■ MATERIAL PROVIDED ■
-.-.-
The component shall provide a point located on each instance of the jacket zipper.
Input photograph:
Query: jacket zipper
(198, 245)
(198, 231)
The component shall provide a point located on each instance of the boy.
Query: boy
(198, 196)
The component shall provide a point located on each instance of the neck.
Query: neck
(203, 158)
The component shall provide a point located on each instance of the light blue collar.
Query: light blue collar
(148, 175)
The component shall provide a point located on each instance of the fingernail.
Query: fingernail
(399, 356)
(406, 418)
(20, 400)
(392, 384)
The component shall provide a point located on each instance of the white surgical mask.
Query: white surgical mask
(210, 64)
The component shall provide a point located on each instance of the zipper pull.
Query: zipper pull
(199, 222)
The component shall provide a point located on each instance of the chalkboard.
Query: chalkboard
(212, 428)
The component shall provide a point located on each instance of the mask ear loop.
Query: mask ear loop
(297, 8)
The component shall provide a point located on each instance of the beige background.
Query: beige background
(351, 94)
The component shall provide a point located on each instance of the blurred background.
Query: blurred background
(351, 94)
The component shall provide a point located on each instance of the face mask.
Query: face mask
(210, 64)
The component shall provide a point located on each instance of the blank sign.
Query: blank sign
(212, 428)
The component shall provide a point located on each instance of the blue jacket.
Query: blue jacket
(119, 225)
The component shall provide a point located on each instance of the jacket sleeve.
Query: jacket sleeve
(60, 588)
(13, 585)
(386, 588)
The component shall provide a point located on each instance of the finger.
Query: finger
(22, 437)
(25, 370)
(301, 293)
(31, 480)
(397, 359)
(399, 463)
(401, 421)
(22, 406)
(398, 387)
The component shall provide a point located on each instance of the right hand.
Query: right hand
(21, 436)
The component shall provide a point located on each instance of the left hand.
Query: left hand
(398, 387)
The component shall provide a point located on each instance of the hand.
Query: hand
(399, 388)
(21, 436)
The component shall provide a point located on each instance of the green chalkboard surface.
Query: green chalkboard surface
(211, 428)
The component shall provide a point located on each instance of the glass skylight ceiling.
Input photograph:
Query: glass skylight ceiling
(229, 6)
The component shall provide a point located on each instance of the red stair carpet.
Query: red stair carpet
-.-.-
■ WORK TO BE COMPLETED ■
Retype all of the items above line for line, changing nothing.

■ RESULT ■
The component shall provide a point located on each instance of the jacket zipper.
Input photograph:
Query: jacket zipper
(198, 245)
(198, 231)
The component shall provide a point located on each instance of the boy.
Query: boy
(198, 196)
The component shall provide a point located on each instance of the neck.
Query: neck
(203, 158)
The component shall provide a point located on each instance of the light blue collar.
Query: light blue collar
(148, 175)
The component shall provide a point located on each instance of the fingernail.
Query: fingernail
(399, 356)
(406, 418)
(20, 400)
(392, 384)
The component shall provide a point located on each instance of the white surgical mask.
Query: white surgical mask
(210, 64)
The component shall provide a point located on each instance of the zipper pull.
Query: zipper pull
(199, 222)
The component shall provide a point located on each instance of the chalkboard.
Query: chalkboard
(212, 428)
The component shall provide a point located on each instance of the mask ear loop.
Query: mask ear loop
(297, 8)
The component shall provide a point located on each instance of the beige background.
Query: beige background
(351, 94)
The component shall provide a point located on each instance of the blurred background.
Query: blurred background
(351, 94)
The component shall provide a point located on each instance of the face mask.
Query: face mask
(210, 64)
The component shall provide a point located on each instance of the blank sign.
Query: blank sign
(212, 428)
The component shall provide a point located on each instance of the blue jacket.
Query: blue jacket
(119, 225)
The component shall provide a point located on each instance of the jacket sleeve.
Query: jacket sleeve
(60, 588)
(13, 585)
(386, 588)
The component shall provide a point located on each instance of the finger.
Query: finger
(22, 437)
(25, 370)
(301, 293)
(31, 480)
(397, 359)
(399, 463)
(401, 421)
(22, 406)
(398, 387)
The component shall provide a point located on each instance of the right hand.
Query: right hand
(21, 436)
The component shall provide a point located on each instance of the left hand.
Query: left hand
(398, 387)
The component shall provide a point located on each instance of the hand.
Query: hand
(399, 388)
(21, 436)
The component shall provide a point located on each instance of the green chalkboard surface.
Query: green chalkboard surface
(211, 428)
The component shall provide a point located on each instance of the glass skylight ceiling.
Input photograph:
Query: glass skylight ceiling
(229, 6)
The component shall provide a point located on each instance of the red stair carpet.
Query: red stair carpet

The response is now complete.